Holidays are for travelling

My in-laws were two incredibly organised people. When my wife was little, they had two fixed trips every year. In September, they went to the island of Aruba and at the end of the year they travelled to Orlando, in the United States, and took the opportunity to visit part of their family who lived there.

The holiday trip was something they worked for all year long. It was the biggest thing they planned in advance. They had timeshare accommodation and were really looking forward to relaxing and having fun.

The pandemic presented a problem: no one could travel. What was the point of taking a holiday if I couldn’t go anywhere?

It turns out that even today I have seen this belief in several people. They don’t take holidays because they can’t travel.

Essential staff

Another situation I have seen occur is that of essential staff. I am a firm believer that everyone should be able to go on holiday and that work teams should be prepared to cover for those who are temporarily absent, but this is not always the case.

I’ve seen teams where those who don’t have children are ‘penalised’. They always have to stay behind so that others can go out and enjoy their summer holidays. The problem is that they don’t go away at the wrong time or in the ‘low season’ either, because there’s always a lot to do.

Making yourself indispensable has many facets. It may be a lack of leadership, a failure to develop the necessary mechanisms for the rest of the team or processes to cope with the temporary absence of one person, but it may also be encouraged by the way the employee works, who does not favour automation or independence in key processes in exchange for a certain feeling of security and recognition.

Digital disconnection

It was relatively common for ‘indispensable’ people to stay in touch when they took holidays. They did not go to the office, but they were present from a distance, even maintaining some functions that they were not willing to delegate to someone else. These people remained ‘digitally connected’.

During the pandemic, something else happened: we couldn’t go out to work and we did everything digitally from home.

During this period, for many people, it made no sense to talk about holidays. There was nowhere to go. You couldn’t travel or have visitors. It was probably the period when we enjoyed our holidays the least.

Now, if you took a holiday but stayed connected, there was no difference. Your holiday was no longer about ‘not going to the office’ and had to become about not working remotely… you had to disconnect.

Attention is one of our most precious commodities. It is where we focus our minds. What problems we are solving. Who we are serving.

It is well known that a change of focus benefits many processes. A simple active break in the middle of the working day benefits our health and can make us more effective, avoiding the lethargy that comes with tiredness.

Similarly, disconnecting during our holidays will free up important space in our minds and make it available for other activities. Some may travel, others will take care of things at home or take up a partially forgotten hobby, but they will be able to do so fully and without distractions.

The importance of knowing how to delegate

As for what will happen at work, processes and people will benefit from taking on the space we are leaving behind. We can work to train our colleagues to take on key tasks and give them the vote of confidence they need to grow.

In the end, it is a decision, a vote of confidence to disconnect and believe that everything will be fine. Of course, for it to work, we have to do everything necessary to make it happen and perhaps take a leaf out of my in-laws’ book, setting ourselves the goal of taking a disconnected holiday.

TASKS
a: List every section heading in the article on holidays, in order.
b: Answer these from the article on holidays:
(i) Where did the in-laws go each September?
(ii) Who are "penalised" in some teams?
(iii) What does the article call one of our most precious commodities?
Work only from the article on holidays above.

DATA UNDER STUDY
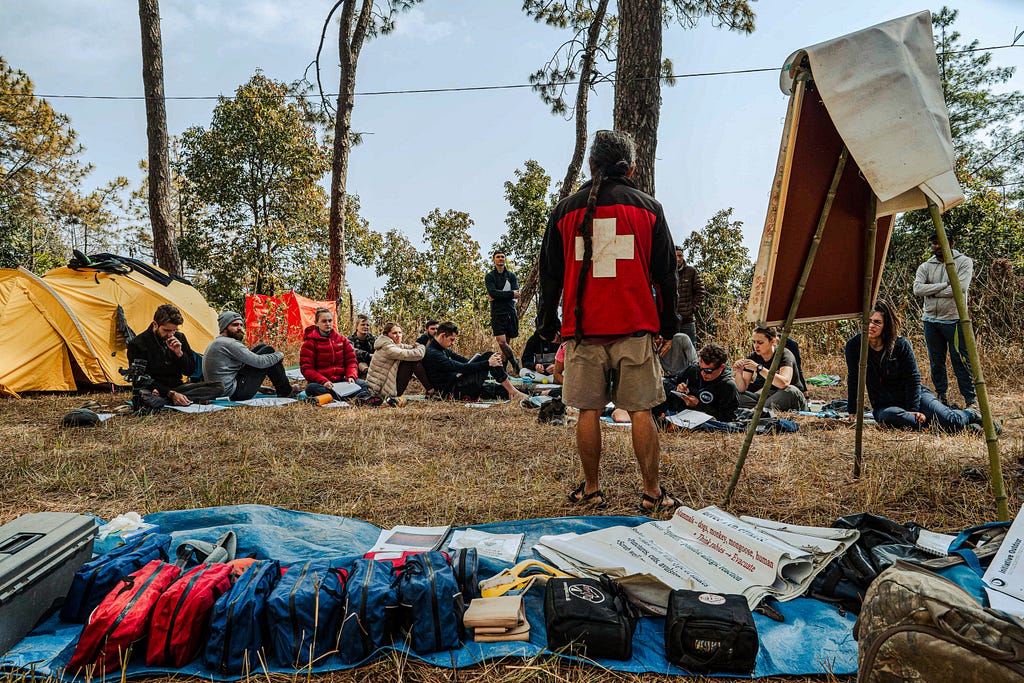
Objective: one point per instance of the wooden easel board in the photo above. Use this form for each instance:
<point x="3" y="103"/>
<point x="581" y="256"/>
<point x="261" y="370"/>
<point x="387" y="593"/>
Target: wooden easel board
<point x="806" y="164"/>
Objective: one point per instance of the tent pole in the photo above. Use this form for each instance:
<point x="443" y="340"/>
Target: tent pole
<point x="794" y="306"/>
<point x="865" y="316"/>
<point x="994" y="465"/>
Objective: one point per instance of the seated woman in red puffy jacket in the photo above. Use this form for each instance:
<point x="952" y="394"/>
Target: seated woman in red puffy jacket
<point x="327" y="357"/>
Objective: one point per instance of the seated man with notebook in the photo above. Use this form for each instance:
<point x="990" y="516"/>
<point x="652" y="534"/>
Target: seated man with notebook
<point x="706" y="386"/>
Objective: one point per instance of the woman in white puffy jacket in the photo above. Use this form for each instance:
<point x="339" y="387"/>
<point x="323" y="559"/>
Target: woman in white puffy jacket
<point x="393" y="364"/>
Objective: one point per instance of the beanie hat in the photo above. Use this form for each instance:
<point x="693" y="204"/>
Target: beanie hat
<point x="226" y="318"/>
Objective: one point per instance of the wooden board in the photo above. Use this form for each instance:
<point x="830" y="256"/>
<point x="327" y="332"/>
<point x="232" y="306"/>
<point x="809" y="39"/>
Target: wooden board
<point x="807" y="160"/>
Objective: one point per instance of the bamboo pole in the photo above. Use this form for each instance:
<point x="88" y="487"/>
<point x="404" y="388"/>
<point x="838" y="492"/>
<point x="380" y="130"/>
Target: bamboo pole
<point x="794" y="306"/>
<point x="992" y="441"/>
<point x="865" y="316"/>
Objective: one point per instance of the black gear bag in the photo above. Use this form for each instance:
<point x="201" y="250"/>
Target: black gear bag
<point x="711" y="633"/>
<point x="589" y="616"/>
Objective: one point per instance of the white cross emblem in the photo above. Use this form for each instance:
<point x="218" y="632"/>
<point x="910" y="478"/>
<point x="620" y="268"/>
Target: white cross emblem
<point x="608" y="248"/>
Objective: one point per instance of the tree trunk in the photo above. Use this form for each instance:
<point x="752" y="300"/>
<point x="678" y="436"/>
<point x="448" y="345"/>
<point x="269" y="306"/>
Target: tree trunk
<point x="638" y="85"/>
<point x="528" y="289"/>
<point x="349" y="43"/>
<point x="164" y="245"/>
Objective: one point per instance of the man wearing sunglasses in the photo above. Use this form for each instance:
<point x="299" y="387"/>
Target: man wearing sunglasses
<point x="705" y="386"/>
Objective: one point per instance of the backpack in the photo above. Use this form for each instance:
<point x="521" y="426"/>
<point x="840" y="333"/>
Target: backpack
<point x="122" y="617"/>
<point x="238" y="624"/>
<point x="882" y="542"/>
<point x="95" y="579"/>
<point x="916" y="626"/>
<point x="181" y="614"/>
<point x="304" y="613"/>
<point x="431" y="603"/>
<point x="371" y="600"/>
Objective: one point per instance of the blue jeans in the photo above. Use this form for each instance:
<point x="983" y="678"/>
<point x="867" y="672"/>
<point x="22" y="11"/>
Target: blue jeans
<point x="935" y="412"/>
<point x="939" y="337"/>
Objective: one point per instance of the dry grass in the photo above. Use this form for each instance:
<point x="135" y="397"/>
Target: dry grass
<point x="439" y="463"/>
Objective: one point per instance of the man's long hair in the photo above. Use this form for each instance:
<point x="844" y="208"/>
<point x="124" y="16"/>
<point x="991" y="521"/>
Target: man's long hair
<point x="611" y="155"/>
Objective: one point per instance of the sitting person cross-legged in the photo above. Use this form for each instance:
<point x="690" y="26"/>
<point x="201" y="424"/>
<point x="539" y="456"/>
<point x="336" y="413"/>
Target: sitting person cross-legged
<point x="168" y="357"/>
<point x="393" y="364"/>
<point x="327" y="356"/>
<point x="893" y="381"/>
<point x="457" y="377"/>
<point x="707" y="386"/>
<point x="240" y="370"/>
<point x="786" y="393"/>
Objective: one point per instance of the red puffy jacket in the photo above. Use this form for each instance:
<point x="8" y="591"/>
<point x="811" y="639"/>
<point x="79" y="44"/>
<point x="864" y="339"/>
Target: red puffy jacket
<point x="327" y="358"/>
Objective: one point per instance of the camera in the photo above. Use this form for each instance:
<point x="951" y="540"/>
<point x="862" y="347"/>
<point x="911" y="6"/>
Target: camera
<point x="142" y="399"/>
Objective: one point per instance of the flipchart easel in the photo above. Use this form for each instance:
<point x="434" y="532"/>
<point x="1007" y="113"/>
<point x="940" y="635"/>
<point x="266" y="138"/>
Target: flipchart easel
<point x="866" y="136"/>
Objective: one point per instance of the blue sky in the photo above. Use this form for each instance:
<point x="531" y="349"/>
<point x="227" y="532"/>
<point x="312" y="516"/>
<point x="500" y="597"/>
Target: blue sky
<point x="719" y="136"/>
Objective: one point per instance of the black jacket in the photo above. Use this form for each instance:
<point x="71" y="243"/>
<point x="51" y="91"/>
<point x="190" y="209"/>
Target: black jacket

RESULTS OF THE TASKS
a:
Holidays are for travelling
Essential staff
Digital disconnection
The importance of knowing how to delegate

b:
(i) The island of Aruba
(ii) Those who don't have children
(iii) Attention